Trecho do documento =
• • • • •

Ontem a Anvisa informou que fará uma visita de inspeção à fábrica da vacina Covaxin (produzida pelo laboratório indiano Bharat Biotech e representada no Brasil pela Precisa Farmacêutica) entre os dias 1 e 5 de março, e à fábrica da União Química, que produzirá a Sputnik, entre os dias 8 e 12 de março.  A partir de tais visitas poderá ser concedido às fabricantes o certificado de "boas práticas", um primeiro passo para a aprovação do uso emergencial dos imunizantes.

Se este é o primeiro passo, podemos bem imagimar que não virá tão cedo a aprovação do uso emergencial das duas vacinas. Continuamos assim dependendo da relação tumultuada entre o Ministério da Saúde e o Butantã, por conta das refregas entre Bolsonaro e o governador tucano João Dória, para a obtenção de mais doses da Coronavac, e do início da produção da Astrazeneca pela Fiocruz, esperado para o final de março.

• • • • •

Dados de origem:
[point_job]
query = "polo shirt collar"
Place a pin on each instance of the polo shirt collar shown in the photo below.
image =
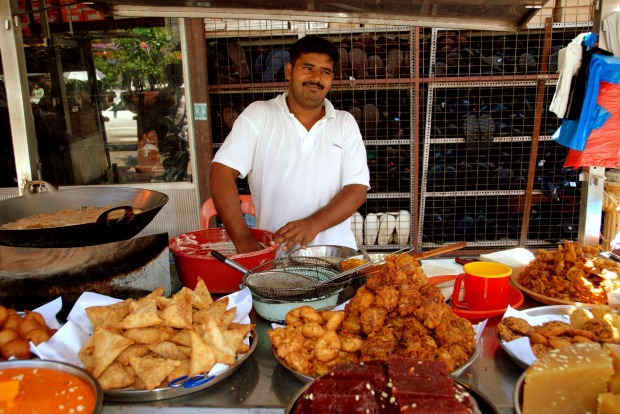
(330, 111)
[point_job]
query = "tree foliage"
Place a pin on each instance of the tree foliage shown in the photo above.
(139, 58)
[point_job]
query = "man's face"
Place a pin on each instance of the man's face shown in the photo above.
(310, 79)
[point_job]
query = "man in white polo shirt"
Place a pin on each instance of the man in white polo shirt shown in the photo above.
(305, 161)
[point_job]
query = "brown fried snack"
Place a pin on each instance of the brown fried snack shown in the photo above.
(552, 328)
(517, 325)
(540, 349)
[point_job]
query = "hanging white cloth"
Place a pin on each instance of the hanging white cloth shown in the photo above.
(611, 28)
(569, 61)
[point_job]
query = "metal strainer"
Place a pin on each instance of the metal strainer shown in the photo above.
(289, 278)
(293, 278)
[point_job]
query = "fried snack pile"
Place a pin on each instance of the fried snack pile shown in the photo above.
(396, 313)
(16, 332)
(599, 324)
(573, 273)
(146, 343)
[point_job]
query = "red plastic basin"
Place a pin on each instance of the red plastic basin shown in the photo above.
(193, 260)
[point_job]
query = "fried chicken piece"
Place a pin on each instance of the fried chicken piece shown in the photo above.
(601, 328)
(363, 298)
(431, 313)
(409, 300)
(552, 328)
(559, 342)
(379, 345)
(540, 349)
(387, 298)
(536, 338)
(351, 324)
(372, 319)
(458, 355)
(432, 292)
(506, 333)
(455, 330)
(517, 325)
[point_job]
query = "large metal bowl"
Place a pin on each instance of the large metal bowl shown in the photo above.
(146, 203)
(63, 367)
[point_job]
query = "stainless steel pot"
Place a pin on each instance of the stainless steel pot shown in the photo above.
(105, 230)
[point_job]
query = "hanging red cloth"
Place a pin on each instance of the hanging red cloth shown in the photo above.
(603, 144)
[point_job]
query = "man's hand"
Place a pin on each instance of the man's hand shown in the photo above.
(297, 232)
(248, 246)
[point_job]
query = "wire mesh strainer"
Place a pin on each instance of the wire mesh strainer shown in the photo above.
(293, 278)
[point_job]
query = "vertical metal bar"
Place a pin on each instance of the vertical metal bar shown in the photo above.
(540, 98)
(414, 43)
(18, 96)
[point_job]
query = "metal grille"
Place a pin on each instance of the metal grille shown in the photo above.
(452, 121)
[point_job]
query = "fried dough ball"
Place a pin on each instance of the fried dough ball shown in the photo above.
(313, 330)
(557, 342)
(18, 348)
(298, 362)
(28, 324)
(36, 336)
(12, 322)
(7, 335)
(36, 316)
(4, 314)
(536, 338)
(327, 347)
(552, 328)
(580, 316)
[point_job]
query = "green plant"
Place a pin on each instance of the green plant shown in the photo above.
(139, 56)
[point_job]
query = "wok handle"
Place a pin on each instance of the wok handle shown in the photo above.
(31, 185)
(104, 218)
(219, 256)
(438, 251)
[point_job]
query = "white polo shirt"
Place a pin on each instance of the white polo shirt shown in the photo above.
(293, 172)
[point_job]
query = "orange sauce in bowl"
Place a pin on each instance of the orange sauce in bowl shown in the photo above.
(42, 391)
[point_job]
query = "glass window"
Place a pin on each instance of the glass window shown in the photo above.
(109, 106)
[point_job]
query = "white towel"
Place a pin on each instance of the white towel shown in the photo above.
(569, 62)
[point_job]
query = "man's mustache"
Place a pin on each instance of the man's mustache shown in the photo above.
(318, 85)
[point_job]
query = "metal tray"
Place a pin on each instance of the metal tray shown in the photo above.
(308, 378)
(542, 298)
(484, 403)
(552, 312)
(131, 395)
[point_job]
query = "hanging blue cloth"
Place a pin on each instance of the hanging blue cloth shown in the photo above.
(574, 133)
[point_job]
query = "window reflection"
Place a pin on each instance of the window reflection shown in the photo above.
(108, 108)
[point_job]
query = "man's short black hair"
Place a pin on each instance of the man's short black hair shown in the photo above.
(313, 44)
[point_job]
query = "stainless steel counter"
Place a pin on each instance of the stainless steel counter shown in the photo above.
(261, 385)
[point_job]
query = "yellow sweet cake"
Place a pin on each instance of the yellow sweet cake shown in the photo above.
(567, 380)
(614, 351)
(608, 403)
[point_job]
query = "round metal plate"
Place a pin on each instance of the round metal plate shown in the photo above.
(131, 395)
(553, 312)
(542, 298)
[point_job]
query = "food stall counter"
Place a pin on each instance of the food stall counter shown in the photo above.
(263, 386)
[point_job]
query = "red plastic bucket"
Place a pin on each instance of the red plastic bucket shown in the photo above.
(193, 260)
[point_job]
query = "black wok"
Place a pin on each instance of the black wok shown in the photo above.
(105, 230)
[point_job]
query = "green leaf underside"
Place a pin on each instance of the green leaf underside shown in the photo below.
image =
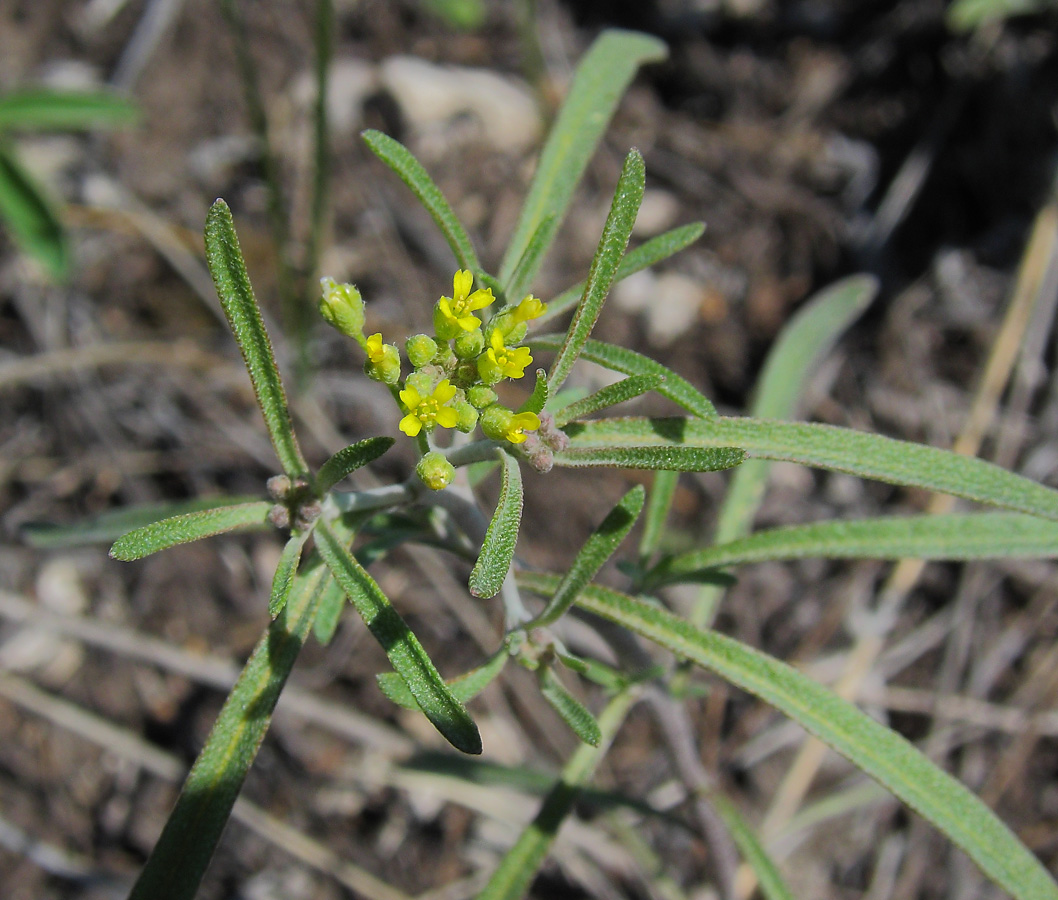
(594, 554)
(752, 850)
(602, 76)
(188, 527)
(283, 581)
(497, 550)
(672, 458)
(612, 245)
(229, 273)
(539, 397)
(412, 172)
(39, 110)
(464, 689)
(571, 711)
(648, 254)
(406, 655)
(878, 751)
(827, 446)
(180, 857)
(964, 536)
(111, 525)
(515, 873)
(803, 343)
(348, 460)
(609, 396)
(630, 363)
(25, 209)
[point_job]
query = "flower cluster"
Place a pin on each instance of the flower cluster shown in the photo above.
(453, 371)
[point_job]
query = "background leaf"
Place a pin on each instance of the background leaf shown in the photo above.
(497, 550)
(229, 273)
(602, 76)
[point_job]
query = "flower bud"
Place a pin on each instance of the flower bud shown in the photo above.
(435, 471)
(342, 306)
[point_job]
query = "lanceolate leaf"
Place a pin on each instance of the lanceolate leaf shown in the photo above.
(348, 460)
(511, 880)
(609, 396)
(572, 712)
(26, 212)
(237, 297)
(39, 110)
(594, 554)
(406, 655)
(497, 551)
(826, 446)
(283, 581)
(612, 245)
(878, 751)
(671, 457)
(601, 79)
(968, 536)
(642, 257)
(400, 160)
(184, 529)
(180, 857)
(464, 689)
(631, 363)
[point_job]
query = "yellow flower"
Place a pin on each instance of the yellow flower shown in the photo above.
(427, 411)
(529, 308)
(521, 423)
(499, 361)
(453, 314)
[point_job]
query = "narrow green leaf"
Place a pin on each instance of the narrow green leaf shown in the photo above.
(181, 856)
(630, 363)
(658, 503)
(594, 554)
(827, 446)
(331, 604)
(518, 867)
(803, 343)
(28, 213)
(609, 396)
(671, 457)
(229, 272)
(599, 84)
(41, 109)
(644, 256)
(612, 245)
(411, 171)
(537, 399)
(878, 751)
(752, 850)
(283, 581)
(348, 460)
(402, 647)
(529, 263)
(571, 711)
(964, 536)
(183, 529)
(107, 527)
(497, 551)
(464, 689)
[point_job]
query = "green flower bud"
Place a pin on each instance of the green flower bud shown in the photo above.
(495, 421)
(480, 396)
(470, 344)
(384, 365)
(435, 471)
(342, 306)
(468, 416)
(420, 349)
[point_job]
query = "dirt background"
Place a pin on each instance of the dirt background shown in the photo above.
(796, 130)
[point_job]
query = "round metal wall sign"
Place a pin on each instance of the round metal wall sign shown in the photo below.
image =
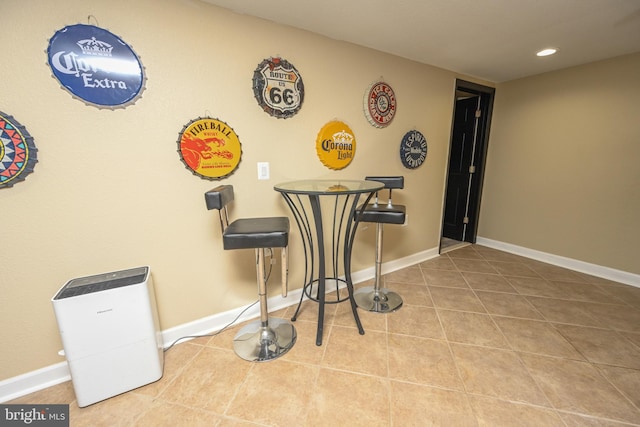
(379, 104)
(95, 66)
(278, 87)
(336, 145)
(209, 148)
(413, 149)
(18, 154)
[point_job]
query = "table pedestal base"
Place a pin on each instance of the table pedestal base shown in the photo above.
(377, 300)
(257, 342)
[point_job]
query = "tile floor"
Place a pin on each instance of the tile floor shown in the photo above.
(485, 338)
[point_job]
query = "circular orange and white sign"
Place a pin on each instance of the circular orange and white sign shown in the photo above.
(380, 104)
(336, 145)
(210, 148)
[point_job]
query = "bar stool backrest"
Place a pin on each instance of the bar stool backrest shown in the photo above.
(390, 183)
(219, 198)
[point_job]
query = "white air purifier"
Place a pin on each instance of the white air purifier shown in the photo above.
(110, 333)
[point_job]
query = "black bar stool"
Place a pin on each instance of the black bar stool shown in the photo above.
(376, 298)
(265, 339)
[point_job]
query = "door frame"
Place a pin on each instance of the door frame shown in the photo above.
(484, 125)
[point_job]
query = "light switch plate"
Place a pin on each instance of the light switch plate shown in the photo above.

• • • • •

Tarefa = Dê continuidade ao texto sobre as vacinas contra a Covid-19 no Brasil, começando logo após a última frase apresentada.

Resposta =
Diante de tudo o que o governo faz para dificultar o uso de outros imunizantes, não há como não nos perguntarmos: existem interesses obscuros nesta questão ou apenas o impulso necrófilo de Bolsonaro para que a mortande continue?

Nesta altura, quando mais danosa a pandemia, melhor para seu discurso de candidato em 2022: "preciso ser reeleito por que a pandemia  quebrou a economia e não me deixou governar". E haverá quem caia novamente na lábia do genocida.

Como já entendemos, Bolsonaro lamenta muito mais os efeitos econômicos dos que a mortandade trazida pela pandemia.